### [What the task asks]
Please give the data again in full, precisely as it is written.

### [Task inputs]
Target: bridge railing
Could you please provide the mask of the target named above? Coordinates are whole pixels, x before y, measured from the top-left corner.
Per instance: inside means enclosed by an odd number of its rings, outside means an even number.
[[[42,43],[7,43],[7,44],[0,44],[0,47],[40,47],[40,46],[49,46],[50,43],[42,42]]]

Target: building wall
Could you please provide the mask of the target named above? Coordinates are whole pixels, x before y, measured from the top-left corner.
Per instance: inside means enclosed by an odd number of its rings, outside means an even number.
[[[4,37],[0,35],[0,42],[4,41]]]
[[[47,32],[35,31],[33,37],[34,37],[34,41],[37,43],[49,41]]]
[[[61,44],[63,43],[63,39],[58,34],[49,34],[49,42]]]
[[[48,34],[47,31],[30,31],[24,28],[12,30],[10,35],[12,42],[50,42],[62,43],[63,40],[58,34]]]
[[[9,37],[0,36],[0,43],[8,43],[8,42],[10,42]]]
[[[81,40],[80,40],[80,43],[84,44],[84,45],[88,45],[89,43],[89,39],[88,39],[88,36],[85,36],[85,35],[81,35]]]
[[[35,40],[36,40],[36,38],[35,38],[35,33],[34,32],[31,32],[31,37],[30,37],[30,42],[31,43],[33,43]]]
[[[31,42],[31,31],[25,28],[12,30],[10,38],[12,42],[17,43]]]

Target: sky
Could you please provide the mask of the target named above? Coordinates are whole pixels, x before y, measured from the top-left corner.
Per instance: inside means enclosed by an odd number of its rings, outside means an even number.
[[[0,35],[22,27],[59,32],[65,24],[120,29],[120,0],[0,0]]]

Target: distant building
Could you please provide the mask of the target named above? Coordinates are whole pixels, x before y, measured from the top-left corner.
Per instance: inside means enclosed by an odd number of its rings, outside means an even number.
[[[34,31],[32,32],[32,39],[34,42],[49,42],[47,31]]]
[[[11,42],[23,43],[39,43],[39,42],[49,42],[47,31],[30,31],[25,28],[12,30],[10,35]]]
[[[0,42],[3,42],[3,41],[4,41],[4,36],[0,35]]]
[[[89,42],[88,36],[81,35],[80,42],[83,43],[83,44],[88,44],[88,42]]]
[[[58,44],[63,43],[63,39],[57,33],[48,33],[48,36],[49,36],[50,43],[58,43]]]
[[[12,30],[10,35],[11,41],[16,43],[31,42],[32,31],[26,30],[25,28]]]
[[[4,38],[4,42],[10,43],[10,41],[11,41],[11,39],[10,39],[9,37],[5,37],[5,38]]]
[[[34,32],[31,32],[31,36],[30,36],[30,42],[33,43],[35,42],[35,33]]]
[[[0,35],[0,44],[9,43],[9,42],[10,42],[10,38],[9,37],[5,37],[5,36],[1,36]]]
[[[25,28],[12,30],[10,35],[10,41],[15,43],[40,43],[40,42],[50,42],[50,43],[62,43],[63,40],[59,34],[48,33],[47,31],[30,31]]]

### [Exercise answer]
Target: bridge railing
Could you please provide the mask of the target named above? Coordinates are whole pixels, x before y, measured from the top-left corner.
Per instance: inside means enclosed by an odd number of its rings, outside means an even number.
[[[42,43],[7,43],[7,44],[0,44],[0,47],[40,47],[40,46],[49,46],[50,43],[42,42]]]

Target: building wall
Could you please provide the mask of the target named above? Coordinates are whole pixels, x before y, measured from the top-left corner.
Per instance: inside means enclosed by an odd number of its rings, outside means an even number.
[[[4,37],[0,35],[0,42],[4,41]]]
[[[47,32],[35,31],[33,37],[34,37],[34,41],[37,43],[49,41]]]
[[[61,44],[63,43],[63,39],[58,34],[49,34],[49,42]]]
[[[48,34],[47,31],[30,31],[24,28],[12,30],[10,35],[12,42],[50,42],[62,43],[63,40],[58,34]]]
[[[9,37],[0,36],[0,43],[8,43],[8,42],[10,42]]]
[[[81,40],[80,40],[80,43],[84,44],[84,45],[88,45],[89,43],[89,39],[88,39],[88,36],[85,36],[85,35],[81,35]]]
[[[35,40],[36,40],[36,38],[35,38],[35,33],[34,32],[31,32],[31,37],[30,37],[30,42],[31,43],[33,43]]]
[[[31,42],[31,31],[25,28],[12,30],[10,38],[12,42],[17,43]]]

Target: sky
Could you please provide the mask of the target named above? Coordinates are whole pixels, x before y, measured from the top-left corner.
Per instance: inside means enclosed by an odd number of its rings, outside means an even number.
[[[0,35],[22,27],[59,32],[65,24],[120,29],[120,0],[0,0]]]

Target: distant building
Could you please provide the mask of the target named above? Coordinates are whole pixels, x before y, measured from the top-left corner.
Per instance: inside means enclosed by an odd number of its rings, outside means an even number.
[[[34,31],[32,32],[32,39],[34,42],[49,42],[47,31]]]
[[[11,42],[23,43],[39,43],[39,42],[49,42],[47,31],[30,31],[25,28],[12,30],[10,35]]]
[[[0,42],[3,42],[3,41],[4,41],[4,36],[0,35]]]
[[[89,42],[88,36],[81,35],[80,42],[83,43],[83,44],[88,44],[88,42]]]
[[[58,44],[63,43],[63,39],[57,33],[48,33],[48,36],[49,36],[50,43],[58,43]]]
[[[12,30],[10,35],[11,41],[16,43],[31,42],[32,31],[26,30],[25,28]]]
[[[4,38],[4,42],[10,43],[10,41],[11,41],[11,39],[10,39],[9,37],[5,37],[5,38]]]
[[[34,32],[31,32],[31,36],[30,36],[30,42],[33,43],[35,42],[35,33]]]
[[[0,35],[0,44],[9,43],[9,42],[10,42],[10,38],[9,37],[5,37],[5,36],[1,36]]]
[[[25,28],[12,30],[10,35],[10,41],[15,43],[40,43],[40,42],[50,42],[50,43],[62,43],[63,40],[59,34],[48,33],[47,31],[30,31]]]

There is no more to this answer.